» What is required
Write out all the entries word for word, but skip any images.

» Data listing

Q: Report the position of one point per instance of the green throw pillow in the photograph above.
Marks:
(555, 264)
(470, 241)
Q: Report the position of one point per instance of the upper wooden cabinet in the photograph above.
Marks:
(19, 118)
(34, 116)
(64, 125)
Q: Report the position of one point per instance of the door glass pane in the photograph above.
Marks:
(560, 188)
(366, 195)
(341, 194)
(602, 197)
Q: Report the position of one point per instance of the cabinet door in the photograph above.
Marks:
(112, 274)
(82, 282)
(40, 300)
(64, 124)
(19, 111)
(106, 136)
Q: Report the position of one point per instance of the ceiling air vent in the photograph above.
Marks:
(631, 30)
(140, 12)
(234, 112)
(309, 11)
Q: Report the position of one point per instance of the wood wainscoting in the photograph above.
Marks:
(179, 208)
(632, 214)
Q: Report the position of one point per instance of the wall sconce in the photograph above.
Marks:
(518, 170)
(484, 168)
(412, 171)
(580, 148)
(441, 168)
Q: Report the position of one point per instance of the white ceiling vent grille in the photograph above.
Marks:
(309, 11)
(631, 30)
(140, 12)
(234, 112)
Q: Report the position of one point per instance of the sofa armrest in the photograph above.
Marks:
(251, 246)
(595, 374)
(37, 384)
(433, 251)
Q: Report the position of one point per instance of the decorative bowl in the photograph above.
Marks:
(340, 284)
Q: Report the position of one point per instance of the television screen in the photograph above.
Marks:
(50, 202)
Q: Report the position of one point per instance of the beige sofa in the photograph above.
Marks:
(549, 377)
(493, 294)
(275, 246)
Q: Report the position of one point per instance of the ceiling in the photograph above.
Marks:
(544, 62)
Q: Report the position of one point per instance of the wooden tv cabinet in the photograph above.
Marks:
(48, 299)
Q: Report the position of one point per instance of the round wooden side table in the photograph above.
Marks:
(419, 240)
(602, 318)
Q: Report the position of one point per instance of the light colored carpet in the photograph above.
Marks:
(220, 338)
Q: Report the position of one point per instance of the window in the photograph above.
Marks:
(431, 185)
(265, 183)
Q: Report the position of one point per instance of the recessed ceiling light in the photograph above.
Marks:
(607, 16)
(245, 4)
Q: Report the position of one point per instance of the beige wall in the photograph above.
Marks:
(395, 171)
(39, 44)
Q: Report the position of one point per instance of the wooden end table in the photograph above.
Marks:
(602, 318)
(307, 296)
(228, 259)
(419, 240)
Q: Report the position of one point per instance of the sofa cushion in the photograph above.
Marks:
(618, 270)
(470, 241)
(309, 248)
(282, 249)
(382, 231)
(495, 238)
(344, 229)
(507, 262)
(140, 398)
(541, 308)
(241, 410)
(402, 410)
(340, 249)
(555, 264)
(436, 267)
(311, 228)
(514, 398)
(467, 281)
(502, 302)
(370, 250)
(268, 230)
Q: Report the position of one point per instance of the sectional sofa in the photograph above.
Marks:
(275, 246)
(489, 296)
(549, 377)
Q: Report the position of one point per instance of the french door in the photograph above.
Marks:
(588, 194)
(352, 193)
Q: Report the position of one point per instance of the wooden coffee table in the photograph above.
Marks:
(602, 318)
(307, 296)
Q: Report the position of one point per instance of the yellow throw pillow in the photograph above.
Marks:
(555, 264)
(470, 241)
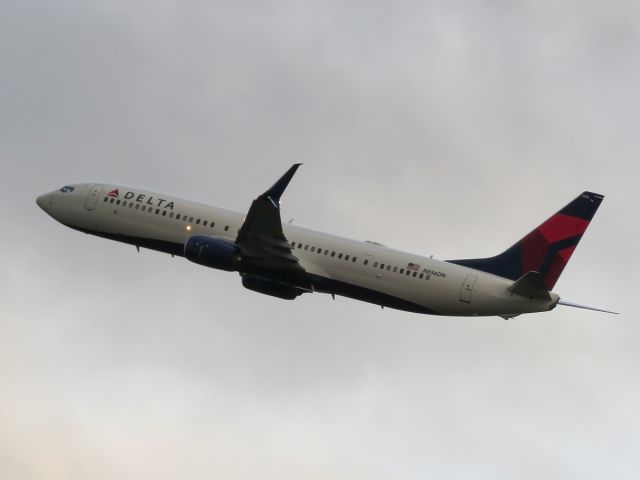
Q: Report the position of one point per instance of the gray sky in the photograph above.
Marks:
(444, 127)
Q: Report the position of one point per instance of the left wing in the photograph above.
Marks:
(261, 239)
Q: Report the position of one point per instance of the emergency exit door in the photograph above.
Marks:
(467, 288)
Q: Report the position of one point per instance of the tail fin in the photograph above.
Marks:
(548, 248)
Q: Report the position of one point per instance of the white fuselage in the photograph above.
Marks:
(362, 270)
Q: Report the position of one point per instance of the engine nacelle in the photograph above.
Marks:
(213, 252)
(270, 287)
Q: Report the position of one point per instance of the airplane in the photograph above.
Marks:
(286, 261)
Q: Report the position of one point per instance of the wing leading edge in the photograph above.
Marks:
(261, 239)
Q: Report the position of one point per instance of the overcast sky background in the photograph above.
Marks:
(440, 127)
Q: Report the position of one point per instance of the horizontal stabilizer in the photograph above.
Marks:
(576, 305)
(530, 285)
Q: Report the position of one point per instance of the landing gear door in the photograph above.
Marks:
(92, 197)
(467, 288)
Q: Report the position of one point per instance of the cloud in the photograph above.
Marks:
(444, 127)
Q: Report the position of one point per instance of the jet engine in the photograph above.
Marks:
(213, 252)
(271, 287)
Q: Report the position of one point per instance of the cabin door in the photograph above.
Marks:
(92, 197)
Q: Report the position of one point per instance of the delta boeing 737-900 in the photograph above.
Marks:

» Complete answer
Q: Report the position of one point per instance of the green throw pillow in the photograph above.
Marks:
(555, 264)
(470, 241)
Q: Report the position of one point per instance of the upper wooden cabinet in the photograph above.
Marks:
(19, 118)
(34, 116)
(64, 125)
Q: Report the position of one point per instance of the door glass pane in the photograph above.
Marks:
(560, 188)
(366, 195)
(341, 194)
(602, 197)
Q: Report the position of one point per instance of the cabinet door in the photograph above.
Marks:
(112, 274)
(82, 282)
(40, 300)
(64, 124)
(19, 111)
(106, 136)
Q: Report the position of one point per instance of the ceiling air vent in the photograph above.
Marks:
(631, 30)
(140, 12)
(234, 112)
(309, 11)
Q: Report the position of one point per instance of the wood wainscoting in the photograph above.
Marks:
(179, 208)
(632, 214)
Q: Report the position of one point per instance of the wall sconce in the photograph above.
Marks:
(518, 170)
(484, 168)
(412, 171)
(580, 148)
(441, 168)
Q: Report the position of one point per instance of the white ceiling vent grille in the photograph above.
Marks:
(309, 11)
(631, 30)
(140, 12)
(234, 112)
Q: Report the position of one point per instance of the sofa armrest in the photograph above.
Marks:
(251, 246)
(595, 374)
(37, 384)
(433, 251)
Q: Report the position of one point per instance of the decorative bowl in the photograph above.
Marks:
(340, 284)
Q: Report the position of one point per instance of the television screen in the photograph above.
Marks:
(50, 202)
Q: Report the position of one point per instance of the beige sofa in the photograph above.
Marks:
(549, 377)
(493, 294)
(275, 246)
Q: Report the position of one point per instance of the ceiling in the photograph above.
Marks:
(544, 62)
Q: Report the position of one point per instance of the wooden tv cabinet in the photograph above.
Marks:
(48, 299)
Q: Report the position of one point per instance of the round wooden side table in the photograph above.
Marks:
(419, 240)
(602, 318)
Q: Report the position of one point per instance of the light colored carpet in the photograph above.
Marks:
(220, 338)
Q: Report the position of one point per instance of the window in the photograph above.
Marks:
(431, 185)
(265, 183)
Q: Report the position of one point per instance of the recessed ceiling light in the photograph above.
Marks:
(607, 16)
(245, 4)
Q: Report the position of one point per instance of the beige wall in the photograph above.
Marks:
(395, 171)
(39, 44)
Q: Report the position of one point per instance of the wooden end table in the photograph above.
Marks:
(602, 318)
(307, 296)
(228, 259)
(419, 240)
Q: Report the position of one point per instance of the sofa cushion in the photograph above.
Marks:
(618, 270)
(470, 241)
(309, 248)
(282, 249)
(382, 231)
(495, 238)
(344, 229)
(507, 262)
(140, 398)
(541, 308)
(241, 410)
(402, 410)
(340, 249)
(555, 264)
(436, 267)
(311, 228)
(514, 398)
(467, 281)
(502, 302)
(370, 250)
(268, 230)
Q: Report the position of one point per instance of the sectional sofa in the photograph above.
Marks:
(275, 246)
(489, 296)
(549, 377)
Q: Report the position of one point per instance of the french door in the photograph above.
Marks:
(588, 194)
(352, 193)
Q: Report the position of one point per instance of the wooden coffee table in the photograph above.
Marks:
(602, 318)
(307, 296)
Q: Report the position of one point per instance of the yellow throw pillow in the photograph above.
Marks:
(555, 264)
(470, 241)
Q: Report the position of one point per instance of the gray sky in the photograph above.
Marks:
(444, 127)
Q: Report the position of one point per instance of the left wing in the photograph above.
Marks:
(261, 239)
Q: Report the position of one point per instance of the emergency exit door in the photograph above.
Marks:
(467, 288)
Q: Report the position of one point per instance of the tail fin in the photograph above.
Marks:
(548, 248)
Q: Report the position of one point per instance of the white fuselage in the photograph above.
Marks:
(362, 270)
Q: Report the position of one point per instance of the engine nacelle in the photograph above.
Marks:
(213, 252)
(270, 287)
Q: Report the position of one point per instance of the airplane in the photograph above.
Marks:
(286, 261)
Q: Report the position of one point per instance of the wing leading edge in the photograph above.
Marks:
(261, 239)
Q: Report the position of one point per instance of the overcast sky background in the photograph above.
Marks:
(440, 127)
Q: Report the position of one point per instance of the horizontal stabilizer in the photograph above.
Marks:
(576, 305)
(530, 285)
Q: Report the position of one point per instance of the landing gear door in the photograph above.
Marks:
(92, 197)
(467, 288)
Q: Report the position of one point per instance of the cloud in the photograph above.
Marks:
(444, 127)
Q: Report the position of one point per instance of the jet engine in the photograph above.
Marks:
(213, 252)
(271, 287)
Q: Report the position of one point per instance of the cabin door in the photograph above.
Marks:
(92, 197)
Q: Report the position of one point per instance of the delta boeing 737-900 in the photograph above.
Marks:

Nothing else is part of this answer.